СТРАНИЦА -
((

Тем не менее, положение: «Я — человек, и ничто человеческое мне не чуждо»57 — было как бы естественным девизом Пушкина в его жизни и творчестве.

Нельзя не отметить при этом, что некоторые элементарнейшие ощущения, например любование природой или экстазы эротики, находят в Пушкине классово преломленное, но в огромной мере и общечеловеческое выражение. Никто ведь не станет отрицать, что способность любоваться природой или наслаждаться любовью целиком растворима в классе. И как раз тогда, когда класс находится в своем зените, — а для пушкинской группы, несмотря на начавшийся развал ее экономики, культурно 1820–30 годы были зенитом, — он наиболее способен включать долговечные и другим классам отнюдь не чуждые формулировки в свой отчет себе самому об этих великих элементах радости жизни.

Но в том–то и дело, что Пушкин не только музыкант радости жизни. Он также и художественный изобразитель страданий. Каких именно — об этом мы говорили достаточно, оценивая Пушкина в связи с его временем. Сейчас прибавим к сказанному только несколько общих замечаний.

Творчество Пушкина есть процесс поисков равновесия в высших формах таких исканий. Задача сводится всегда к активному превращению переживаний в художественное произведение. Мы имеем перед собой постоянный процесс сублимации, то есть поднятия личного до общественного через художественное оформление. Ведь художественное оформление и есть в конце концов именно такая обработка известного жизненного материала, которая делает его доступным и особенно поразительным для «общества». Под словом «общество» здесь, конечно, сознательно или бессознательно, сам поэт разумеет читателей своего собственного круга, а иногда и воспитательное воздействие на классы, подчиненные или социально нужные тому классу, интересы которого данный писатель выражает.

При этом надо сказать, как это уже отчасти видно из первых глав настоящей статьи, что личные переживания Пушкина были крепчайшим образом связаны с социальными переживаниями его группы, а с ней всего хозяйственно–политического и культурного уклада страны.

Пушкин был великим мастером этих сублимаций как в области лирики, так и в области эпоса. С общественной точки зрения задача лирика заключается в том, чтобы остаться до конца личным, говорить о себе и о своих переживаниях как собственных и в то же время сделать эти переживания общественно значимыми. Лирик, переживания которого не имеют никакой общественной значимости, вообще сбрасывается со счетов литературы. Лирик, который явным образом не вкладывает никакой собственной горячности в свою лирику, рискует оказаться безжизненным и потерять как раз ту силу, которая присуща именно лирике.

Пушкин в замечательном равновесии обладал способностью личной страстью озарять свои лирические произведения, — всякие попытки, на основании отдельных его выражений, утверждать, будто бы его лирика вовсе не искренна, а только декоративна (старания формалистов), — лишены всякой убедительности. Но Пушкин обладал также и способностью претворять свою кровь в рубины и свои слезы в жемчуга, то есть работать над своими часто очень мучительными переживаниями с выдержанностью и методичностью художника–ювелира.

С другой стороны, эпос (отчасти и драма) требуют по крайней мере внешнего объективизма. События здесь должны говорить сами за себя, автор не должен «вмешиваться».

))

ОПИСАНИЕ ЗАДАНИЯ -
Процитируйте, пожалуйста, отрывок из текста о Пушкине между словами «Нельзя не отметить» и «элементах радости жизни.» включительно.

СОДЕРЖИМОЕ НАБОРА ДАННЫХ -
((

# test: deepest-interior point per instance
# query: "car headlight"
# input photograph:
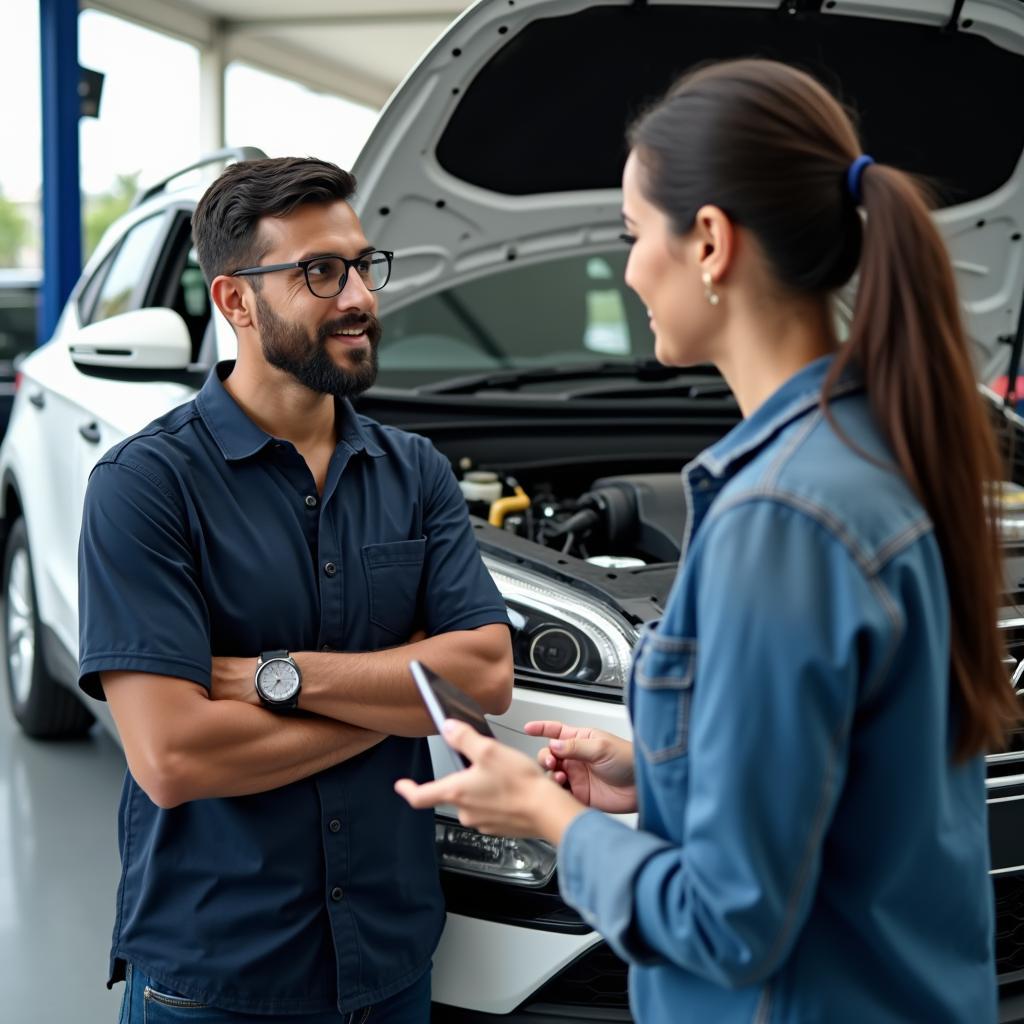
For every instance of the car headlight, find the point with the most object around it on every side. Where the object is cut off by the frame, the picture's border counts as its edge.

))

ОТВЕТ -
Нельзя не отметить при этом, что некоторые элементарнейшие ощущения, например любование природой или экстазы эротики, находят в Пушкине классово преломленное, но в огромной мере и общечеловеческое выражение. Никто ведь не станет отрицать, что способность любоваться природой или наслаждаться любовью целиком растворима в классе. И как раз тогда, когда класс находится в своем зените, — а для пушкинской группы, несмотря на начавшийся развал ее экономики, культурно 1820–30 годы были зенитом, — он наиболее способен включать долговечные и другим классам отнюдь не чуждые формулировки в свой отчет себе самому об этих великих элементах радости жизни.